*Page text:*
A utility-scale wind turbine commonly has 10 or more gears, most of them in the drive system. Generally, a turbine has either a.) one planetary stage, with spur or helical gears, and two sets of helical gears, or b.) two planetary stages with one helical gear set. Each planetary stage consists of a sun gear, three or more planet gears and an internal ring gear. Each set of helicals has two gears.
Size and quality aren’t the only concerns. "We have to meet very long design lifetimes, 20 years," Brems says. "You need very high reliability."
Also, gears will likely become even larger as the wind energy industry shifts to increasingly powerful wind turbines.
Tomorrow’s Wind Turbine Gears
The industry has already developed 5-megawatt turbines. "It’s logical to assume these prototypes will be developed over the next years into serial production," Brems says, adding that turbines in the 6-8 megawatt range could be developed in the next five years. Larger turbine gearboxes present problems in terms of size, weight and quality. Gearbox manufacturers may be able to reduce size and weight by having turbines parts, such as the rotor bearing, integrated into the gearbox itself, Brems says. He predicts quality levels for today’s wind turbine gears should be sufficient for tomorrow’s, but he cautions: "Achieving those quality levels as gearboxes grow bigger will be a challenge."

*Recorded information:*
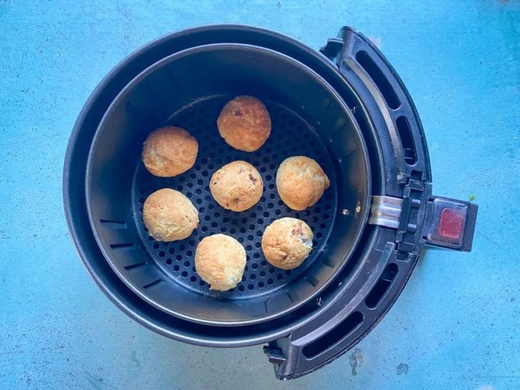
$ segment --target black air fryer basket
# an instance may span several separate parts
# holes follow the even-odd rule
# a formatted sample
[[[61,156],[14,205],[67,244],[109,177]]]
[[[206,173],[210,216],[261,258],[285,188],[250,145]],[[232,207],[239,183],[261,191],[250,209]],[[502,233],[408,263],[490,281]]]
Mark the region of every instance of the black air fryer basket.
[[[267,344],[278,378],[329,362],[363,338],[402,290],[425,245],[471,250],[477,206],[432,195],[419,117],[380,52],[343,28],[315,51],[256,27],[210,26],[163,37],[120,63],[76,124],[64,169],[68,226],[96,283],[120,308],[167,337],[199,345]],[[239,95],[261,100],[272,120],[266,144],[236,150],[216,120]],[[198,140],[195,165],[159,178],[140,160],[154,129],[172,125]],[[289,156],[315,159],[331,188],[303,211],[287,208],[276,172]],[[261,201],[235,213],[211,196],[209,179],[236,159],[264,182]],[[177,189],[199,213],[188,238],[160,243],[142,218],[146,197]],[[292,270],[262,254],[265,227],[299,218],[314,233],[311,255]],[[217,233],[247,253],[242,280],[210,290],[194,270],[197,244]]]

==

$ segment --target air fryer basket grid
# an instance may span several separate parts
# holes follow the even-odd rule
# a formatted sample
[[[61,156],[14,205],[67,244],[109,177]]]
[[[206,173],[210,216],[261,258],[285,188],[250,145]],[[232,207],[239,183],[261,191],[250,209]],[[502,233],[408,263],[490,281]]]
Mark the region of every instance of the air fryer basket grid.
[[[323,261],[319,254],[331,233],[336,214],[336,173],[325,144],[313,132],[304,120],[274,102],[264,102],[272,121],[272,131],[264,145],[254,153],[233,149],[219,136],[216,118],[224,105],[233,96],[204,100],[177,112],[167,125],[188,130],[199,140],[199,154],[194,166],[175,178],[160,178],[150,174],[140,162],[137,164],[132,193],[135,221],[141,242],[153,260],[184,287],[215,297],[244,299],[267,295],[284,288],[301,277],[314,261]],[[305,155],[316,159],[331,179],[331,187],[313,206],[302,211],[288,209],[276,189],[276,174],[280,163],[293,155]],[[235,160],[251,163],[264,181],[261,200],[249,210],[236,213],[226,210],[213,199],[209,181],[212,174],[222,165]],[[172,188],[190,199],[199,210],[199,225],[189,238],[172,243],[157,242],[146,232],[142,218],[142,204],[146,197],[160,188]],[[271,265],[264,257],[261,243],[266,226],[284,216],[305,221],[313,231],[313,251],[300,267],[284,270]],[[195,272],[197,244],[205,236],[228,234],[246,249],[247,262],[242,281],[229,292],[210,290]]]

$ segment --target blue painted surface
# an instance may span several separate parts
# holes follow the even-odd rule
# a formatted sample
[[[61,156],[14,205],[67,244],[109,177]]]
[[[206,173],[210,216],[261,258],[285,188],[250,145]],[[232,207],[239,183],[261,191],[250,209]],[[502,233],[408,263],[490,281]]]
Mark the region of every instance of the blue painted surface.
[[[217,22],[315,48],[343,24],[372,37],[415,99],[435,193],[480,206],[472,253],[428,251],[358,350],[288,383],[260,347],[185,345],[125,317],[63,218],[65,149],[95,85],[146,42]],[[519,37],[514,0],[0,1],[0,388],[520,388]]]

*Short task:*
Per the text on wind turbine gears, why are gears likely to become even larger? Answer in one to three sentences.

*Solution to the problem:*
Gears are likely to grow larger because the wind energy industry is shifting to increasingly powerful wind turbines.